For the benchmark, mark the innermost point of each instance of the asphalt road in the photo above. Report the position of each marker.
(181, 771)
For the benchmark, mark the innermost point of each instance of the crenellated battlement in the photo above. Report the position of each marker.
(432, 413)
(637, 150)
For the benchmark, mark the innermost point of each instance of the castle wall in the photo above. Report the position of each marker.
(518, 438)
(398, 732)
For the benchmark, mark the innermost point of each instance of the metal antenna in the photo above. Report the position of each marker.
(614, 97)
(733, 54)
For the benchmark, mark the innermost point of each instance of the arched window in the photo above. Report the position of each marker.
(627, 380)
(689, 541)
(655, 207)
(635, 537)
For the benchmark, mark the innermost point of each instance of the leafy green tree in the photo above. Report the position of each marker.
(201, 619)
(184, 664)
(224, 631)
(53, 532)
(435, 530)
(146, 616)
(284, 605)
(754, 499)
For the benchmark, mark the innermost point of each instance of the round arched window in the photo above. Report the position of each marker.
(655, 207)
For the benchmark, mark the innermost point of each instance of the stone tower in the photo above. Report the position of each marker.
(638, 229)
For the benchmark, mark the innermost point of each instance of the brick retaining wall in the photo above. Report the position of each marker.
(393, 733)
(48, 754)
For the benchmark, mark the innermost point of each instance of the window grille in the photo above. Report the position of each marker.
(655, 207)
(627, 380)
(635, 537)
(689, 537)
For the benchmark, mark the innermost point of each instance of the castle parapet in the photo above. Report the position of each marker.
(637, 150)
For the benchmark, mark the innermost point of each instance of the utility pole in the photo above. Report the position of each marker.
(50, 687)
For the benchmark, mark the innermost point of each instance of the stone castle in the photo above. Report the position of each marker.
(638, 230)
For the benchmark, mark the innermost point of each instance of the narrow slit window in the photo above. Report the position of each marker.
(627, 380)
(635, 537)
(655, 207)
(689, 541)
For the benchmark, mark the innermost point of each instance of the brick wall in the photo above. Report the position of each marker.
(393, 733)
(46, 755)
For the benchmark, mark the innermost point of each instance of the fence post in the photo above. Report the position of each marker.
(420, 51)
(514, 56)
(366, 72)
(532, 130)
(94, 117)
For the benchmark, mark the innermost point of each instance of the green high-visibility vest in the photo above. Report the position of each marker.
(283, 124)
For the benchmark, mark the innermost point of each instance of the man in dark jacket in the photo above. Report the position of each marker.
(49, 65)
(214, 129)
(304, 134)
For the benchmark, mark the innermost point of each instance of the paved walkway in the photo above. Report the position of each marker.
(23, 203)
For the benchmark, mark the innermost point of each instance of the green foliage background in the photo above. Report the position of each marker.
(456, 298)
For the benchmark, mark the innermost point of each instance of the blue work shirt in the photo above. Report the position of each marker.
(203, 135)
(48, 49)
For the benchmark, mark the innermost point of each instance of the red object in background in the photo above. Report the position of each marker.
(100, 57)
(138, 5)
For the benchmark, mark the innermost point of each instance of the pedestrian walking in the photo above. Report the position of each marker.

**Exercise requirements:** The required output is the exact sequence of lines from the one containing "the castle parapet" through the end of the listing, both endpoints included.

**Complete answer:**
For the benchmark, mark the innermost point of each instance of the castle parapet in the photo above. Report the position of each marker.
(637, 150)
For the benchmark, mark the innermost point of each instance of the utility pole in the photo above. Report the position of each marker.
(50, 687)
For the benchmark, mark the innermost point of each instance of the stone castle in the photo above. Report the position of each marker.
(638, 230)
For the benchmark, mark the innermost point of each instance of the narrow slit window in the photo above. Report the position of each marker.
(627, 380)
(635, 537)
(655, 207)
(689, 541)
For the benchmark, mark the innermost point of each instance of the brick wall in the photo above. Report the position of each marker.
(393, 733)
(46, 755)
For the benchmark, mark the innermost point of each instance of the fence post in the photo above. Report the position of each marker.
(420, 51)
(514, 56)
(366, 72)
(532, 130)
(94, 117)
For the benchmark, mark the innermost point of each instance of the green high-visibility vest in the photo above. Report the position of each marker.
(283, 124)
For the benchmark, mark the innermost point of each instance of the man in dark jacket in the photo above. Report the position of each marker.
(49, 65)
(214, 129)
(304, 134)
For the benchmark, mark the innermost point of each instance of the paved walkway in the photo above. Report the position of each marker.
(23, 203)
For the benchmark, mark the innermost point of each instance of the green foliage background in the photo above. Report the position of each marker.
(456, 298)
For the benchmark, mark the innermost point of each instance of the blue work shirt in the photo above. Report the position of each marker.
(203, 135)
(48, 49)
For the benchmark, mark the innermost point of each instance of the red object in background in the photo above. Report the position of each marker.
(100, 57)
(138, 5)
For the benchmark, mark the innermost point of each instance of the pedestrian walking in the photo above. Report the position of each marker.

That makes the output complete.